- STATED PROBLEM 1
Do the following statements agree with the Barefoot Investor article? Answer yes or no for each, and quote the deciding words of the article exactly.
(a) The narrator's community service totals 220 hours.
(b) On the narrator's first day, the children had breakfast with the narrator.
(c) The question about meetings came from the narrator's eight-year-old.

NewsBite

Barefoot Investor: When it comes to wealth, looks can be deceiving

Debt in Australia has become an epidemic — while some people drive around in flash cars, in reality they can’t keep up with the repayments. What we really need is a financial revolution in our schools, writes the Barefoot Investor.

Are you making these 4 common money mistakes?

Christmas came early for my kids this year … Daddy finally got a job.

(Well, to be accurate, 220 hours of community service as part of my Financial Counselling qualification.)

On my first day, the three of them surprised me by getting up really early and having a celebratory breakfast with me (possibly with the aim of making sure I really did have a job to go to).

And when I returned home that night I was greeted — for the first, and possibly last, time — like David Boon coming home with The Ashes.

“Didja have a lot of meetings, Dad?” asked my six-year-old, beaming with pride.

In the schoolyard, real dads go to work and have meetings. (Not bum around the farm in their trackie dacks.)

- STATED PROBLEM 2
Rewrite the records from the line with "Category under review: car roof." to the line with "[913,211,1088,535]", substituting "partially hidden" for "heavily occluded" and leaving everything else unchanged.

[Region annotation entries]

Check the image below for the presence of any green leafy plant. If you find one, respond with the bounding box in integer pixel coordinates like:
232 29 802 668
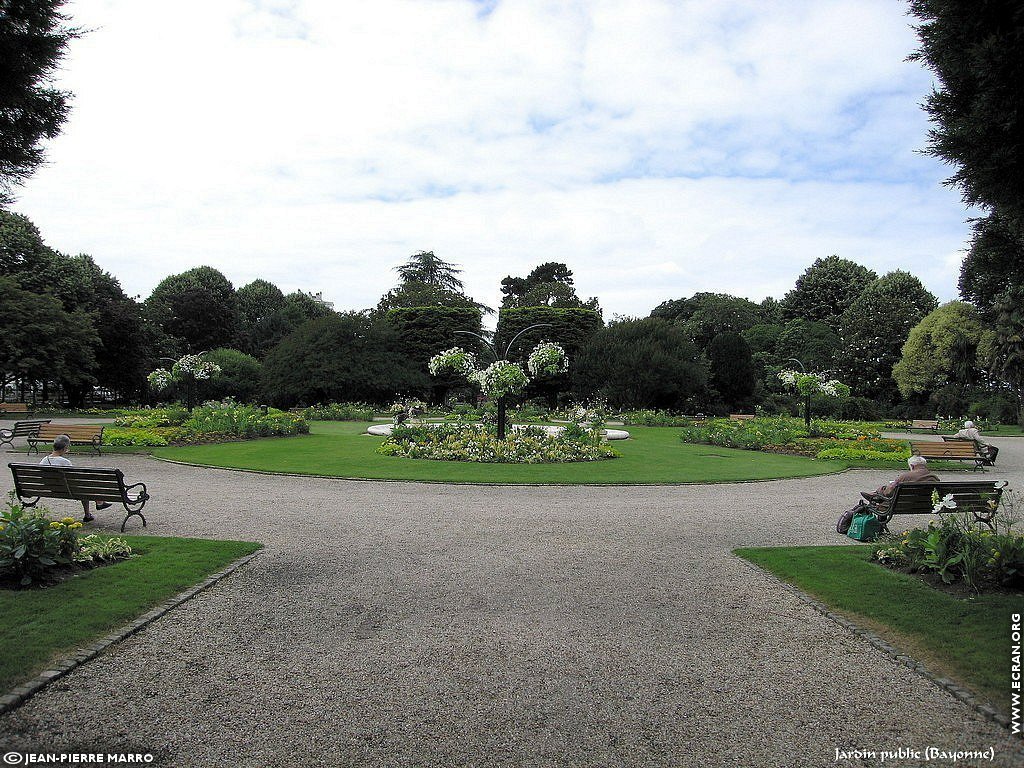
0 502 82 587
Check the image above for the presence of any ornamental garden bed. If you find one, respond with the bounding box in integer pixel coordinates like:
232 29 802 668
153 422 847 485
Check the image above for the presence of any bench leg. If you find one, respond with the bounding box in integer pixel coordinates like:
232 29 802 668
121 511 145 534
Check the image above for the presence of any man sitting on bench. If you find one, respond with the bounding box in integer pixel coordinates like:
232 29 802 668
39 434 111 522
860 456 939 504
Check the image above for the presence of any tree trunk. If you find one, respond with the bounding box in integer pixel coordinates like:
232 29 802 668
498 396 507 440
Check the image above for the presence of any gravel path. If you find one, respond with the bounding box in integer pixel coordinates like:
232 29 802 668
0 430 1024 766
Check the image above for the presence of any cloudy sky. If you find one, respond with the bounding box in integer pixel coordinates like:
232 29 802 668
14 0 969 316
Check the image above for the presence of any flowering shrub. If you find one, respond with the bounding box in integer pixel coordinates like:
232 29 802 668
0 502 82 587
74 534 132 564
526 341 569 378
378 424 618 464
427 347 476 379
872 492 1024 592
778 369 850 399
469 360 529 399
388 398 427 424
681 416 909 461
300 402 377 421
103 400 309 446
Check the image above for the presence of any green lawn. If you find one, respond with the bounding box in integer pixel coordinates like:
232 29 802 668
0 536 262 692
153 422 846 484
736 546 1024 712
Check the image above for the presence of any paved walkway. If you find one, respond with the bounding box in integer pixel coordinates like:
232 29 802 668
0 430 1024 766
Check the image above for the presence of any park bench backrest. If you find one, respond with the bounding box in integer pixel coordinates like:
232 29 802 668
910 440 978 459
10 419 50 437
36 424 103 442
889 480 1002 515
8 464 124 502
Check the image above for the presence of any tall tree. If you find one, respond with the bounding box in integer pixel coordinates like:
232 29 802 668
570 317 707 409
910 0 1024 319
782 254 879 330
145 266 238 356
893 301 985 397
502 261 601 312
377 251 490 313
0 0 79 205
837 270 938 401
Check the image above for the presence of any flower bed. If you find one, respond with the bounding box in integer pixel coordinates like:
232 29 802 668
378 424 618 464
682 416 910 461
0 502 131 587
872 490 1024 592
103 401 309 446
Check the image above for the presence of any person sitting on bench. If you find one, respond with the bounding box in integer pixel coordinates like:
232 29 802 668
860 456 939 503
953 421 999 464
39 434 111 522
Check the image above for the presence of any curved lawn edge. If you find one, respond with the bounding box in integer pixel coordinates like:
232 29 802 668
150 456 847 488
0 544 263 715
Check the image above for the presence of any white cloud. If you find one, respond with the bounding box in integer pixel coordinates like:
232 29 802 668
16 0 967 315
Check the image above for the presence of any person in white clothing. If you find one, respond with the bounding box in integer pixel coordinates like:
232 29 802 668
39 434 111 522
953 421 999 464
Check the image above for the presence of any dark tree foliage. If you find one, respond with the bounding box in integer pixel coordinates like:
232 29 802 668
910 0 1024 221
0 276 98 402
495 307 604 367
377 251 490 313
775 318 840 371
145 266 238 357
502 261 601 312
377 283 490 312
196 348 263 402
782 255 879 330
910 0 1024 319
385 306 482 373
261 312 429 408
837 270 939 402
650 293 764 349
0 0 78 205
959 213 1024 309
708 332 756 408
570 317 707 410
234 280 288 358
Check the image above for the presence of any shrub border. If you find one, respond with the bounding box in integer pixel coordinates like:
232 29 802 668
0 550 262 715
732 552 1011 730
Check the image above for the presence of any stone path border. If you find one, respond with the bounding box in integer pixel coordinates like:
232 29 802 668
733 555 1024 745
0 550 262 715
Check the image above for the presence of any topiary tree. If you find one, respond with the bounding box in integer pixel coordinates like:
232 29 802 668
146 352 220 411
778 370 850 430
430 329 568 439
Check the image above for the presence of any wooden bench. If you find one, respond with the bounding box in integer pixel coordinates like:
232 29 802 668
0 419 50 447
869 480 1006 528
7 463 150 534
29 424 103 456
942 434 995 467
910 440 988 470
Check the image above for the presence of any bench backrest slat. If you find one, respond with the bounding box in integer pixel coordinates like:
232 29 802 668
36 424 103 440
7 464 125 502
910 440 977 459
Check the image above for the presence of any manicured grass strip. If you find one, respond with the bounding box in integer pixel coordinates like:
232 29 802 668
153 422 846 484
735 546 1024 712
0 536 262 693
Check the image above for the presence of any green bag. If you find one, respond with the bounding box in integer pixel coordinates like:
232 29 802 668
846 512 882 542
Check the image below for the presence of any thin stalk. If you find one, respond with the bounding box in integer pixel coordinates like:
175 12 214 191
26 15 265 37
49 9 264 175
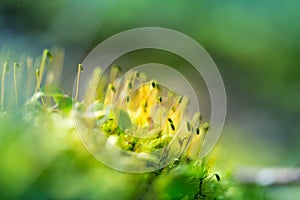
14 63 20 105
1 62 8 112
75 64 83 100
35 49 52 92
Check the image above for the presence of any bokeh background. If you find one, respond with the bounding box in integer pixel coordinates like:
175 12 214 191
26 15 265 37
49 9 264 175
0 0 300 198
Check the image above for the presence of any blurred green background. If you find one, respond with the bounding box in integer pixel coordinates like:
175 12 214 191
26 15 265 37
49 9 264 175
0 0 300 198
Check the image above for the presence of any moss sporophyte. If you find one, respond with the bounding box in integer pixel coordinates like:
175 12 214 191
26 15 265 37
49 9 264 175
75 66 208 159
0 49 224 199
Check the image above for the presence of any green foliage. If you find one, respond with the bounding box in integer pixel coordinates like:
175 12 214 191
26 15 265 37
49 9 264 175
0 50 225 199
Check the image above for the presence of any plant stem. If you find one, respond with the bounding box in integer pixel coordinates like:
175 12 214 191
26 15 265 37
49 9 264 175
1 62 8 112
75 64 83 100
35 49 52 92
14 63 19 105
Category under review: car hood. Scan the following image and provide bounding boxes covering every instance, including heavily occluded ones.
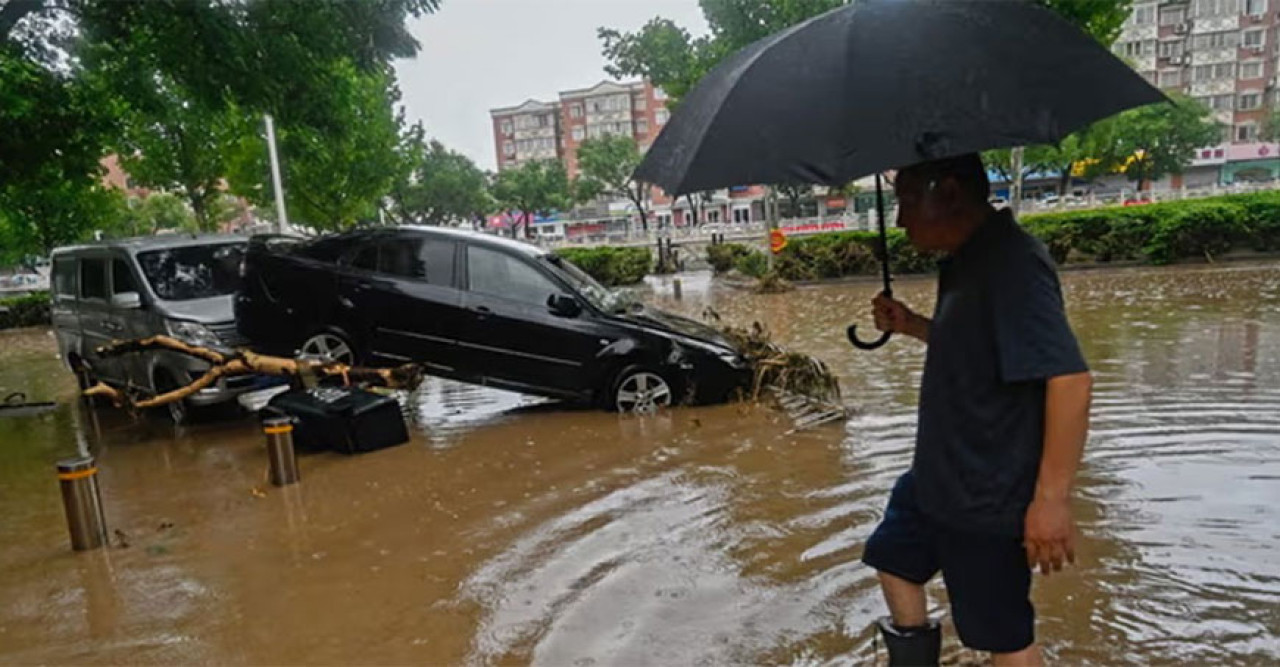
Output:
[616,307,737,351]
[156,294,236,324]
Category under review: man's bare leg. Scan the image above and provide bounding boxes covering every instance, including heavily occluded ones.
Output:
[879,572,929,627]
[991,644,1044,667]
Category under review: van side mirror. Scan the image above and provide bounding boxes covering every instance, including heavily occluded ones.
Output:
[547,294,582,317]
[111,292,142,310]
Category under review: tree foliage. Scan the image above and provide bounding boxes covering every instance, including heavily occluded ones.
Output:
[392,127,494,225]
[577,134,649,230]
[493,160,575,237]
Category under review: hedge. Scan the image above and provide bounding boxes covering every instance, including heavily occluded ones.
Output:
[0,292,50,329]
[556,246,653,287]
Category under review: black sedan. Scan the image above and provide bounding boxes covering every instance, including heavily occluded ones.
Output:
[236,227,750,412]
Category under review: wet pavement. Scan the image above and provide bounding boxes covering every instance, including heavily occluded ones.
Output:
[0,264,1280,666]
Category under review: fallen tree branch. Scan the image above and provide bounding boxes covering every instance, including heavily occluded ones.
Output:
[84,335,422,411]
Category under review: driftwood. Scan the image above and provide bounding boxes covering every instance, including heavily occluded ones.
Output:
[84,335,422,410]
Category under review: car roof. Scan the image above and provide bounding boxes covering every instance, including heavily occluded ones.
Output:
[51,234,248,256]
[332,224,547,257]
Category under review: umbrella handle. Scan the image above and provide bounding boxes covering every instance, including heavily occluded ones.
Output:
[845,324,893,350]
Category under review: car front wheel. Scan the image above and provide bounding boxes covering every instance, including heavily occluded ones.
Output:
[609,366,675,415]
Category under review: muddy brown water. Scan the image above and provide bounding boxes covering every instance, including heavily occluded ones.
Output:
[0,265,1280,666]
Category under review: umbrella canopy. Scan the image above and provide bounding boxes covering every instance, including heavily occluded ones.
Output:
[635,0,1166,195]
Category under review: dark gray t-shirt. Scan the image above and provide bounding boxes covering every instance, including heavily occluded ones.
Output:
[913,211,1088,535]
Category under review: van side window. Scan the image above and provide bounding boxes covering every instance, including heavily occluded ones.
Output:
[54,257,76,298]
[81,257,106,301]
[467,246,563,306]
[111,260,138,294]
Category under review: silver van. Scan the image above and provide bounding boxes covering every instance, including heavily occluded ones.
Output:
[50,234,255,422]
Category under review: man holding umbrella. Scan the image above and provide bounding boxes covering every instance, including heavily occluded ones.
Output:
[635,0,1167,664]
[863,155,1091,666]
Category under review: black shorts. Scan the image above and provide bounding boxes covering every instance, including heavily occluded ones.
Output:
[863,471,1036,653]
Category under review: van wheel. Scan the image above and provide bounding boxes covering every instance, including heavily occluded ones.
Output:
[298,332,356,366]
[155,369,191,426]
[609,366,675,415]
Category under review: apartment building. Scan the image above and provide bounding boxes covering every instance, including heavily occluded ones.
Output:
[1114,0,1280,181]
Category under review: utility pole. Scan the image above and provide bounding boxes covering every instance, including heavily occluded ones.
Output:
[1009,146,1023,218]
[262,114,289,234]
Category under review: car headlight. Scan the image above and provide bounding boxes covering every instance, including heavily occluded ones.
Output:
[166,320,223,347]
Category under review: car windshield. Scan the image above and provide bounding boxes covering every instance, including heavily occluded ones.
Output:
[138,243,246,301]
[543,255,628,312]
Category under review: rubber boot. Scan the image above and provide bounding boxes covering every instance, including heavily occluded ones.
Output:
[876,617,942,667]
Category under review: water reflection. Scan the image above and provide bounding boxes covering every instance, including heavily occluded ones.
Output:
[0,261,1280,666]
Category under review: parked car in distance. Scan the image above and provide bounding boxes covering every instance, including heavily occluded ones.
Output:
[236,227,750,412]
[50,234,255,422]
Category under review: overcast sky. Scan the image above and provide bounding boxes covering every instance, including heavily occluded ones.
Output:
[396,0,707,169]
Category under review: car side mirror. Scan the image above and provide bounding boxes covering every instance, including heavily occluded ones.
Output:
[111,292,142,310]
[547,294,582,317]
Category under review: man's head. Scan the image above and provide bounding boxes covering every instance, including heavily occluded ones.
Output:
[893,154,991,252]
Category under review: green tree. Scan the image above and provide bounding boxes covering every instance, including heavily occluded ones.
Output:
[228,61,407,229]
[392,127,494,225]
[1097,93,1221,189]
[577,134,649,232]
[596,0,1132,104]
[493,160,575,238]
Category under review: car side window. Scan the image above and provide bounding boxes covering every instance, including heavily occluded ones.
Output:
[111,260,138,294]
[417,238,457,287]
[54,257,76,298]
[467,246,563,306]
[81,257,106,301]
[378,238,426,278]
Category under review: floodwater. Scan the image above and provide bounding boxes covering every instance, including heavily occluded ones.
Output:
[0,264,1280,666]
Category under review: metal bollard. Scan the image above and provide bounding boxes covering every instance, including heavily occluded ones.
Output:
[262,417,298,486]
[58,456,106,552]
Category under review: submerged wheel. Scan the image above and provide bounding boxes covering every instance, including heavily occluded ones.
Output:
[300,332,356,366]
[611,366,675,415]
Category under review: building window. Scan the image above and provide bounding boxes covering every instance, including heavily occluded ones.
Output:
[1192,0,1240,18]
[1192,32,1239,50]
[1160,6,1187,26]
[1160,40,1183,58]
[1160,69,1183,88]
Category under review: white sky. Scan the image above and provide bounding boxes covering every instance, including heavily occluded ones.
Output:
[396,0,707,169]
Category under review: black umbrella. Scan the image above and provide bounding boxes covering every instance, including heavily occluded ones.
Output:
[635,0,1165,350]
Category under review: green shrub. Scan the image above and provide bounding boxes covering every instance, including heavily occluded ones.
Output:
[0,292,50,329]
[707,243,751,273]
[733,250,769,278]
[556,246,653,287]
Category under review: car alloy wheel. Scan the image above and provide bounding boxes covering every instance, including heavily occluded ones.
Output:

- FULL RESPONSE 1
(a) Yes: "220 hours of community service as part of my Financial Counselling qualification"
(b) Yes: "having a celebratory breakfast with me"
(c) No: "asked my six-year-old"

- FULL RESPONSE 2
Category under review: car roof. Scan the image above and provide bounding boxes covering every instance, including partially hidden ones.
Output:
[51,234,248,256]
[332,224,547,257]
Category under review: umbrella handle. Scan the image above and provide bounding boxes covering every instance, including partially hidden ones.
Output:
[845,324,893,350]
Category under review: car front wheel. Scan the image above and provide bounding boxes covering every instance, including partially hidden ones.
Output:
[609,366,675,415]
Category under review: muddy brown water. Scan the image above and provide bounding boxes covering every instance, including partially hidden ones.
Output:
[0,265,1280,666]
Category under review: umbrella canopy. Scan the image above and provide bounding boxes covering every instance, including partially hidden ones.
Output:
[635,0,1166,195]
Category under review: dark gray t-shirt. Scan the image above and provide bounding boxes covering every instance, including partially hidden ones.
Output:
[913,211,1088,535]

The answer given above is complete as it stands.